─── DOCUMENT SECTION ───

I think it's better to keep the access encapsulated.

I have this fixup diff

	diff --git a/kernel/sched/fair.c b/kernel/sched/fair.c
	index 593e85f90a36..1ac7dc8784b5 100644
	--- a/kernel/sched/fair.c
	+++ b/kernel/sched/fair.c
	@@ -8246,7 +8246,7 @@ static void task_dead_fair(struct task_struct *p)
	 }

	 /*
	- * Check the max capacity the task is allowed to run at for misfit detection.
	+ * Set the max capacity the task is allowed to run at for misfit detection.
	  */
	 static void set_task_max_allowed_capacity(struct task_struct *p)
	 {
	@@ -9638,7 +9638,7 @@ check_cpu_capacity(struct rq *rq, struct sched_domain *sd)
	 }

	 /* Check if the rq has a misfit task */
	-static inline bool check_misfit_status(struct rq *rq, struct sched_domain *sd)

─── RECORDED DATA ───

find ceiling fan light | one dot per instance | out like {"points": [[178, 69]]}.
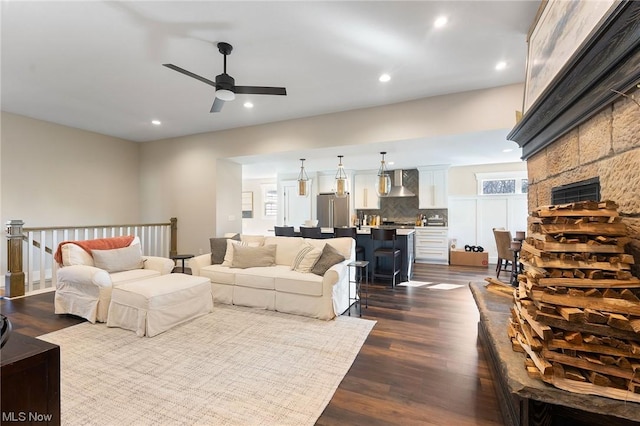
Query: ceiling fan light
{"points": [[225, 95]]}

───

### REQUIREMENT 1
Render the sentence "I think it's better to keep the access encapsulated." from the scheduler patch discussion into German.
### REQUIREMENT 2
From the scheduler patch discussion, reproduce verbatim the part that begins with the words "I have this" and ends with "set_task_max_allowed_capacity(struct task_struct *p)".

### COMPLETE ANSWER 1
Ich halte es für besser, den Zugriff gekapselt zu belassen.

### COMPLETE ANSWER 2
I have this fixup diff

	diff --git a/kernel/sched/fair.c b/kernel/sched/fair.c
	index 593e85f90a36..1ac7dc8784b5 100644
	--- a/kernel/sched/fair.c
	+++ b/kernel/sched/fair.c
	@@ -8246,7 +8246,7 @@ static void task_dead_fair(struct task_struct *p)
	 }

	 /*
	- * Check the max capacity the task is allowed to run at for misfit detection.
	+ * Set the max capacity the task is allowed to run at for misfit detection.
	  */
	 static void set_task_max_allowed_capacity(struct task_struct *p)